Data rows –

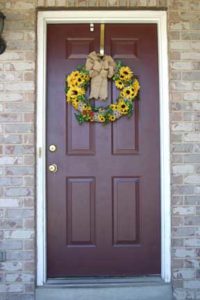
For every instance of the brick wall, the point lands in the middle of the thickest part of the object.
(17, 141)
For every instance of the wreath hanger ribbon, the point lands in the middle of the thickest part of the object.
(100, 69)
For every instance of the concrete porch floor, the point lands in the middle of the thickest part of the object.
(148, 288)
---
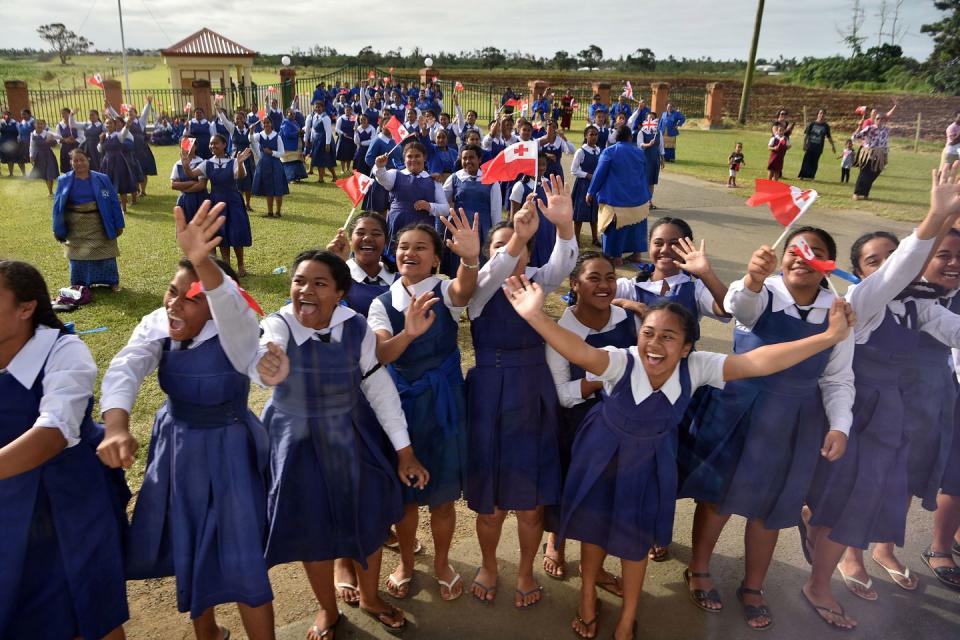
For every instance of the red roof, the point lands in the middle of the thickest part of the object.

Required work –
Pick out every line in the items above that contains the word "lands", matching upper and lower case, and copy each of those lines.

Written response –
For every instance of the brick wall, the point lands in the middle of the thickest part of the object.
For every instance of the wreath hanger ribbon, the point lands in the middle of the thickest part of the object.
For every instance of the concrete porch floor, the point lands in the middle of the thickest part of the object.
For every instance of the red roof, the point lands in the middle of the thickest part of the object.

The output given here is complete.